INSTRUCTIONS
• a. In the SALM export guide, swap "SALM" for "speech LLM" in the passage starting at "Respair's picture" and ending at "parts of SALM.", and give the result.
• b. Answer these about the SALM export guide:
(i) Under which folder does the guide say the generated engines appear?
(ii) What value does the Triton deploy command set for --max_output_len?
(iii) Which script does the client side run?

EXTRACT
Respair's picture
Upload folder using huggingface_hub
b386992 verified

Setup

In this part, we are going to export SALM model into TRTLLM. First, let's download the SALM nemo model from NVIDIA ngc.

wget --content-disposition 'https://api.ngc.nvidia.com/v2/models/org/nvidia/team/nemo/speechllm_fc_llama2_7b/1.23.1/files?redirect=true&path=speechllm_fc_llama2_7b.nemo' -O speechllm_fc_llama2_7b.nemo

Then, we need to extract the different parts of SALM.

output=$PWD/output
python3 extract_salm_weights.py --model_file_path=speechllm_fc_llama2_7b.nemo --output_dir=$output

It takes a while to run the above command.

Under the output dir, you'll see:

output
    |___speechllm_fc_llama2_7b_lora.nemo
    |___speechllm_fc_llama2_7b_perception
    |         |____model_config.yaml
    |         |____model_weights.ckpt
    |___speechllm_fc_llama2_7b_llm.nemo
    |___ xxx.tokenizer.model

After we get the lora nemo model and llm nemo model, we can merge the lora part into the llm by:

python /opt/NeMo/scripts/nlp_language_modeling/merge_lora_weights/merge.py \
    trainer.accelerator=gpu \
    tensor_model_parallel_size=1 \
    pipeline_model_parallel_size=1 \
    gpt_model_file=output/speechllm_fc_llama2_7b_llm.nemo \
    lora_model_path=output/speechllm_fc_llama2_7b_lora.nemo \
    merged_model_path=speechllm_fc_llama2_7b_llm_merged.nemo

Now we are able to export the engine by:

python3 export_salm.py \
    model.perception_model_path=output/speechllm_fc_llama2_7b_perception \
    model.llm_model_path=output/speechllm_fc_llama2_7b_llm_merged.nemo

You should be able to get the generated engines under ./salm folder. To run the engines, you may run:

from nemo.export.tensorrt_mm_exporter import TensorRTMMExporter

output_dir = "/ws/salm" # the engine directory
trt_llm_exporter = TensorRTMMExporter(model_dir=output_dir, load_model=True, modality='audio')
input_text = "Q: what's the transcription of the audio? A:"
input_media = '/ws/data/test_audio.wav'
print(trt_llm_exporter.forward(input_text, input_media))

Deploy

If you want to generate the engines and deploy them with Triton Inference Server, you may also run:

python3 NeMo/scripts/deploy/multimodal/deploy_triton.py \
        --modality="audio" \
        --visual_checkpoint=NeMo/examples/multimodal/speech_llm/export/output/speechllm_fc_llama2_7b_perception \
        --llm_checkpoint=NeMo/examples/multimodal/speech_llm/export/output/speechllm_fc_llama2_7b_llm_merged.nemo \
        --llm_model_type="llama" \
        --model_type="salm" \
        --triton_model_name="salm" \
        --max_input_len=4096 \
        --max_output_len=256 \
        --max_multimodal_len=3072 \
        --triton_model_repository=/tmp/trt_model_dir/

And on client side, you may run:

python3 NeMo/scripts/deploy/multimodal/query.py \
        --model_name="salm" \
        --model_type="salm" \
        --input_text="Q: what's the transcription of the audio? A:" \
        --input_media=/ws/data/test_audio.wav

For more details, please check NeMo/scripts/deploy/multimodal/deploy_triton.py and NeMo/scripts/deploy/multimodal/query.py.

DATASET
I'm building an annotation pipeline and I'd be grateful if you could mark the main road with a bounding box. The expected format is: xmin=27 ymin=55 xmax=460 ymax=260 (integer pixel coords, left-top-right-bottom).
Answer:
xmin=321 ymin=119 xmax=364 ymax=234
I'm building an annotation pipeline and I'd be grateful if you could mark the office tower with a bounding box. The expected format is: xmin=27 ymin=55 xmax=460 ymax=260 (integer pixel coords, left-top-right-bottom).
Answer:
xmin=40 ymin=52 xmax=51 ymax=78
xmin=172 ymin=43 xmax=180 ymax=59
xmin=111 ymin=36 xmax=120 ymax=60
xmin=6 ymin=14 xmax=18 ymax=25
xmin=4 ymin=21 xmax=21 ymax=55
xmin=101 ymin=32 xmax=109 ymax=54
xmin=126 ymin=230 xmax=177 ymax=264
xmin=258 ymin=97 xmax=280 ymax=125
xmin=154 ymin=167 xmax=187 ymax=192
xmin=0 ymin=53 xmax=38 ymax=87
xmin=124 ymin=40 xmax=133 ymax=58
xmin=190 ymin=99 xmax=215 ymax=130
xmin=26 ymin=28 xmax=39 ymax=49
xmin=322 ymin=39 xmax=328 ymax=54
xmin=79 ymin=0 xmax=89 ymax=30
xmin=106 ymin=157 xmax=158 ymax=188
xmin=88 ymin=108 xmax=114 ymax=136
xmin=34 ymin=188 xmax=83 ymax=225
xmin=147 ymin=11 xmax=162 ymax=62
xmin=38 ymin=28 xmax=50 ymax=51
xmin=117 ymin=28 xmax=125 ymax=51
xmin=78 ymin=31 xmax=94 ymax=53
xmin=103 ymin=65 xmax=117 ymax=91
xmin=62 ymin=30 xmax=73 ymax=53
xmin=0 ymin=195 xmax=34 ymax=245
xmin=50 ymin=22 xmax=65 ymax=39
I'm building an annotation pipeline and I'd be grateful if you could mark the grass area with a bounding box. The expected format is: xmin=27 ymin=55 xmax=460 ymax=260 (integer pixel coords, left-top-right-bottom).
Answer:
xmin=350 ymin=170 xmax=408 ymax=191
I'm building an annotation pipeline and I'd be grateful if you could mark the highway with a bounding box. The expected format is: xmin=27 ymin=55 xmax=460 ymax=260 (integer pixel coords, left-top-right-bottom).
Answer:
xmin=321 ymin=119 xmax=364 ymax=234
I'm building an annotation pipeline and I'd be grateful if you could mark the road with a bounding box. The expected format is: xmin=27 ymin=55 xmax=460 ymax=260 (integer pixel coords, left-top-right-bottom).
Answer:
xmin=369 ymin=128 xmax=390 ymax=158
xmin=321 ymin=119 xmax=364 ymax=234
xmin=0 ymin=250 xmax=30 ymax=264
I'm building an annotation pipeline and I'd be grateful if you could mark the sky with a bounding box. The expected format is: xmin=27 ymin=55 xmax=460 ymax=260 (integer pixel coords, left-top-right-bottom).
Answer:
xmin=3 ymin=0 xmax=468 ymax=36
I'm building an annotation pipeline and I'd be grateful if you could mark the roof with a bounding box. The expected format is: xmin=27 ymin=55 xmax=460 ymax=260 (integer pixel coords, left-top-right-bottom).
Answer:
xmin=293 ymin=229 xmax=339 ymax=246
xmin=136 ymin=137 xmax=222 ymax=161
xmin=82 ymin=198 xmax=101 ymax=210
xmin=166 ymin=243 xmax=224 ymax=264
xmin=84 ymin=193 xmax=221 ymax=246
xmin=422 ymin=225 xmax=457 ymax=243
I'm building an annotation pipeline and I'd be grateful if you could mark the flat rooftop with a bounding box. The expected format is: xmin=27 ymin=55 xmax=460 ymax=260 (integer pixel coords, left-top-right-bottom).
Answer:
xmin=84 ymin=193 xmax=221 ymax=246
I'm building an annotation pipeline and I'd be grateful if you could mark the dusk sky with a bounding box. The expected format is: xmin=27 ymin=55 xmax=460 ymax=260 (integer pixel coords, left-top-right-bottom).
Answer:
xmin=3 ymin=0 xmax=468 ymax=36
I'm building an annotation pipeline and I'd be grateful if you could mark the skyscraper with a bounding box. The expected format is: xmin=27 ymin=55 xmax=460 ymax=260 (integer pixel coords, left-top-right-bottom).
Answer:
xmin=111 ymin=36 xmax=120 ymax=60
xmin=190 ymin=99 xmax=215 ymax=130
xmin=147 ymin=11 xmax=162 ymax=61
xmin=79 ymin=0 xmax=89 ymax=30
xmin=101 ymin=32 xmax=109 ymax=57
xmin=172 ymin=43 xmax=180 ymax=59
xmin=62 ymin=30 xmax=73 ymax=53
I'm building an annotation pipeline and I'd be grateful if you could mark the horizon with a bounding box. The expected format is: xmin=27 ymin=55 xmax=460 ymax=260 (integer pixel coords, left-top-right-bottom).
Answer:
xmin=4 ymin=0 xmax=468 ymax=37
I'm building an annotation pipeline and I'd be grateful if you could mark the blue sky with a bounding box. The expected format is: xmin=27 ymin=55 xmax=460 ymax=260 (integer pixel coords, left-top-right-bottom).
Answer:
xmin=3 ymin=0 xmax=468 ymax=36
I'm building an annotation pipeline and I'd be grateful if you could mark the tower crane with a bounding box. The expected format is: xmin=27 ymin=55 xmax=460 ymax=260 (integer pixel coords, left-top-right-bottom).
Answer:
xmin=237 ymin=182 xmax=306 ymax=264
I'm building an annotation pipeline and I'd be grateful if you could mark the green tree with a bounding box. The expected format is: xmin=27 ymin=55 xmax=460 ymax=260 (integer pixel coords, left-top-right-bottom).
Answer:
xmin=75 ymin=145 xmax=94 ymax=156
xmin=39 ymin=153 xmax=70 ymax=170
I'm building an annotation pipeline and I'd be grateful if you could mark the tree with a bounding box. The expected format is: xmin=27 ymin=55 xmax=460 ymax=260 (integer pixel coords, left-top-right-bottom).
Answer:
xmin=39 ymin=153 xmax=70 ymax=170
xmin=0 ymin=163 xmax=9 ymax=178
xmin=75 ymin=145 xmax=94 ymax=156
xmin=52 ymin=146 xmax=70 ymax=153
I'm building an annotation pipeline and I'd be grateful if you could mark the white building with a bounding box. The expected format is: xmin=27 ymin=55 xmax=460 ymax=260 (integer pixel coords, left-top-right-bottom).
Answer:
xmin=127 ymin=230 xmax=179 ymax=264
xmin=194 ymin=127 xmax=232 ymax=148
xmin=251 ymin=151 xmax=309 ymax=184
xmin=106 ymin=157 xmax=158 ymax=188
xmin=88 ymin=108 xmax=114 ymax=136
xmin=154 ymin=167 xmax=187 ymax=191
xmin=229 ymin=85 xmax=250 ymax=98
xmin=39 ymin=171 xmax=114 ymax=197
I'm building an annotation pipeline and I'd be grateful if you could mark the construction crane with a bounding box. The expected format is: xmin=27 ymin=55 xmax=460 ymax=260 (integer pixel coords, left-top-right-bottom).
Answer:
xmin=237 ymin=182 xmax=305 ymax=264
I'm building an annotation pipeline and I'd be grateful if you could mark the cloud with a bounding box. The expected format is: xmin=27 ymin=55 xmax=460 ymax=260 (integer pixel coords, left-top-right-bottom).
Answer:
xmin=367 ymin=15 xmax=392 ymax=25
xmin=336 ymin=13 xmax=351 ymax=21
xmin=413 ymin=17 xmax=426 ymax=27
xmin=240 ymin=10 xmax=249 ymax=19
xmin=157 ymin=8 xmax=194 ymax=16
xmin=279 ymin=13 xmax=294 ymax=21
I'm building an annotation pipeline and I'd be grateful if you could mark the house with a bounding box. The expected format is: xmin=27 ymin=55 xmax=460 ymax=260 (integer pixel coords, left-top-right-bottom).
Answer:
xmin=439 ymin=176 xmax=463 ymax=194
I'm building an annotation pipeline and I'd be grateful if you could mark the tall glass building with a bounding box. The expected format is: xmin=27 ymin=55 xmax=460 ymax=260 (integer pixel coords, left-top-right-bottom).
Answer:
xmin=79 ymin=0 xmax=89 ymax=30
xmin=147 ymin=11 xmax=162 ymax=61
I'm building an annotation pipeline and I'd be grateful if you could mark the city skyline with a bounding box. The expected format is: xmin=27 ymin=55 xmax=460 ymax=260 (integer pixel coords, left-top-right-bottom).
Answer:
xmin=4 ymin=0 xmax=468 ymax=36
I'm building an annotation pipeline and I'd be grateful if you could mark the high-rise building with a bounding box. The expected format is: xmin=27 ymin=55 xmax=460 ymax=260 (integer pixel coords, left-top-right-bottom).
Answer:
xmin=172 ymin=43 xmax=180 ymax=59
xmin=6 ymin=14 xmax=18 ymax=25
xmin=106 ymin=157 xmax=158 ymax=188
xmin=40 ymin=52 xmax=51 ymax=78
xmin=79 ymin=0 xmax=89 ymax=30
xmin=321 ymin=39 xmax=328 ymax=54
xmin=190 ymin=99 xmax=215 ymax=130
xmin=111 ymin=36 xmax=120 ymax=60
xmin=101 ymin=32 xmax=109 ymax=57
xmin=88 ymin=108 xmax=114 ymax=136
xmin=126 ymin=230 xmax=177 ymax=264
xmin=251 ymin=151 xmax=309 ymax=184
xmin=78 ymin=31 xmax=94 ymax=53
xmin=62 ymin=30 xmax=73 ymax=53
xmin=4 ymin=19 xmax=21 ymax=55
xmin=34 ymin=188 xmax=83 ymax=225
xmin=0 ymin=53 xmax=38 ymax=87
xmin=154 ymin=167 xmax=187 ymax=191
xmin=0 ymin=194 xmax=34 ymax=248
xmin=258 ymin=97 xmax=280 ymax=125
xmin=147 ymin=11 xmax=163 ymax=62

RESPONSES BY TASK
• a.
Respair's picture
Upload folder using huggingface_hub
b386992 verified

Setup

In this part, we are going to export speech LLM model into TRTLLM. First, let's download the speech LLM nemo model from NVIDIA ngc.

wget --content-disposition 'https://api.ngc.nvidia.com/v2/models/org/nvidia/team/nemo/speechllm_fc_llama2_7b/1.23.1/files?redirect=true&path=speechllm_fc_llama2_7b.nemo' -O speechllm_fc_llama2_7b.nemo

Then, we need to extract the different parts of speech LLM.

• b.
(i) The ./salm folder.
(ii) 256.
(iii) NeMo/scripts/deploy/multimodal/query.py.